WHAT IS REQUIRED => A word-for-word restatement of the whole listing is the expected answer.

RECORDS SUPPLIED =>
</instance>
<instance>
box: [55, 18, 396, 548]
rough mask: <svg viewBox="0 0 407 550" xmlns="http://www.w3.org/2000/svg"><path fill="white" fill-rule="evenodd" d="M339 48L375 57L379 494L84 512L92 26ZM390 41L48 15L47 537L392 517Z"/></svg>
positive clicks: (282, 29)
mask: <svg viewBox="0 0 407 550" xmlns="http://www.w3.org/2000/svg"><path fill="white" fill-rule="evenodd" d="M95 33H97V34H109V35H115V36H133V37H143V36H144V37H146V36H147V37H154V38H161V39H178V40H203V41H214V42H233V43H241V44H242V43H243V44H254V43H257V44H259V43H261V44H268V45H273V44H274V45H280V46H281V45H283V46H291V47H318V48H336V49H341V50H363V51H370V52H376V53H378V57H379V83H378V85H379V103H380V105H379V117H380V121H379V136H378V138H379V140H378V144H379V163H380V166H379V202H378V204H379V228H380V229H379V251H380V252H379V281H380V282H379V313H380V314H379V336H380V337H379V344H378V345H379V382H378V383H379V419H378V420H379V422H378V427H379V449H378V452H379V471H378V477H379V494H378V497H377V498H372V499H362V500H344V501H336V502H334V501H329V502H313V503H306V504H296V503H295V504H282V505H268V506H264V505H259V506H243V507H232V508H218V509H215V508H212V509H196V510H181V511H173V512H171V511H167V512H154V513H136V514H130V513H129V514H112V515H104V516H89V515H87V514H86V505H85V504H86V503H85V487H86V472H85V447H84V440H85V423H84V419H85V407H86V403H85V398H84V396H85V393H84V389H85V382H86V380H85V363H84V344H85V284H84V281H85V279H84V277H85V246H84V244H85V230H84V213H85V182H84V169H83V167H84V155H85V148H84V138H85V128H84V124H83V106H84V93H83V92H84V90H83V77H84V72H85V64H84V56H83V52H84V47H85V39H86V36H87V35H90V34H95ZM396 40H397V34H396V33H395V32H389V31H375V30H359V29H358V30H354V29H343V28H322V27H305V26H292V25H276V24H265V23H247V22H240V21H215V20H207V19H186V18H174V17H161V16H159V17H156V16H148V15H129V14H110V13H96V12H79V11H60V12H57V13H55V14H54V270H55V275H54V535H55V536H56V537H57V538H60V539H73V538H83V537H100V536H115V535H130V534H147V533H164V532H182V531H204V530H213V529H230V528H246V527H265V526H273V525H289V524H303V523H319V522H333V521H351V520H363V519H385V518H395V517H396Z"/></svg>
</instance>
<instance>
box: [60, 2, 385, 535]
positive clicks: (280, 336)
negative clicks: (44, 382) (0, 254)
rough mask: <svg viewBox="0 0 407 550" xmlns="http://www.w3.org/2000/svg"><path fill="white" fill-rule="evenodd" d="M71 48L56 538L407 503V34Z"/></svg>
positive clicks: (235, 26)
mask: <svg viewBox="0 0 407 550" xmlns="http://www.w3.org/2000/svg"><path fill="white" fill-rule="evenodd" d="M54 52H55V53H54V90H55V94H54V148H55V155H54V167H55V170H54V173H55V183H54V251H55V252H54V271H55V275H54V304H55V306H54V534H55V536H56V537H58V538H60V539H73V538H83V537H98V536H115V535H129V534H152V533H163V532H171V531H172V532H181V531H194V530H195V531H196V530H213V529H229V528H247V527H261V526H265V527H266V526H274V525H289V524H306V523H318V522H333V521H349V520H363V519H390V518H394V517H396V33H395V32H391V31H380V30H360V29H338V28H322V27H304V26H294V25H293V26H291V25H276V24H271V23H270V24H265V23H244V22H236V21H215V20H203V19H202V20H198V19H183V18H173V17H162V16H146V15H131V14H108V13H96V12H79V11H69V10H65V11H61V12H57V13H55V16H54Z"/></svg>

RESPONSE TO THIS TASK =>
</instance>
<instance>
box: [55, 18, 396, 548]
rough mask: <svg viewBox="0 0 407 550" xmlns="http://www.w3.org/2000/svg"><path fill="white" fill-rule="evenodd" d="M339 48L375 57L379 494L84 512L92 26ZM390 41L48 15L47 537L392 517Z"/></svg>
positive clicks: (282, 29)
mask: <svg viewBox="0 0 407 550" xmlns="http://www.w3.org/2000/svg"><path fill="white" fill-rule="evenodd" d="M95 33H97V34H109V35H115V36H133V37H143V36H144V37H146V36H147V37H154V38H161V39H178V40H203V41H214V42H233V43H241V44H242V43H243V44H254V43H257V44H259V43H261V44H268V45H273V44H274V45H280V46H281V45H283V46H291V47H318V48H336V49H341V50H363V51H370V52H376V53H378V57H379V83H378V85H379V103H380V105H379V117H380V121H379V136H378V138H379V140H378V144H379V163H380V166H379V202H378V204H379V228H380V229H379V251H380V252H379V281H380V282H379V313H380V314H379V336H380V337H379V344H378V345H379V382H378V383H379V419H378V420H379V422H378V427H379V449H378V452H379V471H378V477H379V494H378V497H377V498H372V499H362V500H344V501H336V502H334V501H329V502H313V503H306V504H296V503H295V504H282V505H268V506H264V505H259V506H243V507H232V508H218V509H215V508H212V509H196V510H181V511H173V512H171V511H167V512H154V513H136V514H130V513H129V514H112V515H104V516H89V515H87V514H86V505H85V504H86V503H85V487H86V472H85V447H84V440H85V423H84V419H85V407H86V403H85V398H84V396H85V393H84V389H85V382H86V380H85V363H84V344H85V284H84V281H85V279H84V277H85V246H84V244H85V230H84V213H85V182H84V169H83V167H84V155H85V148H84V138H85V128H84V124H83V106H84V93H83V92H84V90H83V77H84V72H85V64H84V56H83V52H84V47H85V39H86V36H87V35H90V34H95ZM396 40H397V34H396V33H395V32H389V31H375V30H359V29H358V30H354V29H343V28H322V27H305V26H292V25H276V24H265V23H247V22H240V21H215V20H207V19H186V18H174V17H161V16H159V17H156V16H148V15H129V14H110V13H96V12H79V11H60V12H57V13H55V14H54V270H55V275H54V535H55V536H56V537H57V538H60V539H73V538H83V537H100V536H115V535H130V534H147V533H164V532H182V531H204V530H213V529H230V528H246V527H265V526H273V525H289V524H303V523H319V522H333V521H351V520H363V519H385V518H395V517H396Z"/></svg>
</instance>
<instance>
box: [60, 2, 385, 535]
positive clicks: (280, 336)
negative clicks: (44, 382) (0, 254)
rough mask: <svg viewBox="0 0 407 550" xmlns="http://www.w3.org/2000/svg"><path fill="white" fill-rule="evenodd" d="M71 48L56 538L407 503V34Z"/></svg>
positive clicks: (235, 26)
mask: <svg viewBox="0 0 407 550" xmlns="http://www.w3.org/2000/svg"><path fill="white" fill-rule="evenodd" d="M54 52H55V53H54V90H55V94H54V148H55V155H54V167H55V170H54V173H55V183H54V251H55V252H54V271H55V275H54V304H55V306H54V534H55V536H56V537H58V538H60V539H73V538H83V537H98V536H115V535H129V534H152V533H163V532H171V531H172V532H181V531H194V530H195V531H196V530H213V529H229V528H247V527H261V526H265V527H266V526H274V525H289V524H306V523H318V522H333V521H349V520H363V519H390V518H394V517H396V33H395V32H391V31H380V30H360V29H338V28H322V27H304V26H294V25H293V26H291V25H276V24H271V23H270V24H265V23H244V22H236V21H215V20H203V19H202V20H198V19H183V18H173V17H162V16H146V15H131V14H108V13H96V12H79V11H69V10H65V11H61V12H57V13H55V16H54Z"/></svg>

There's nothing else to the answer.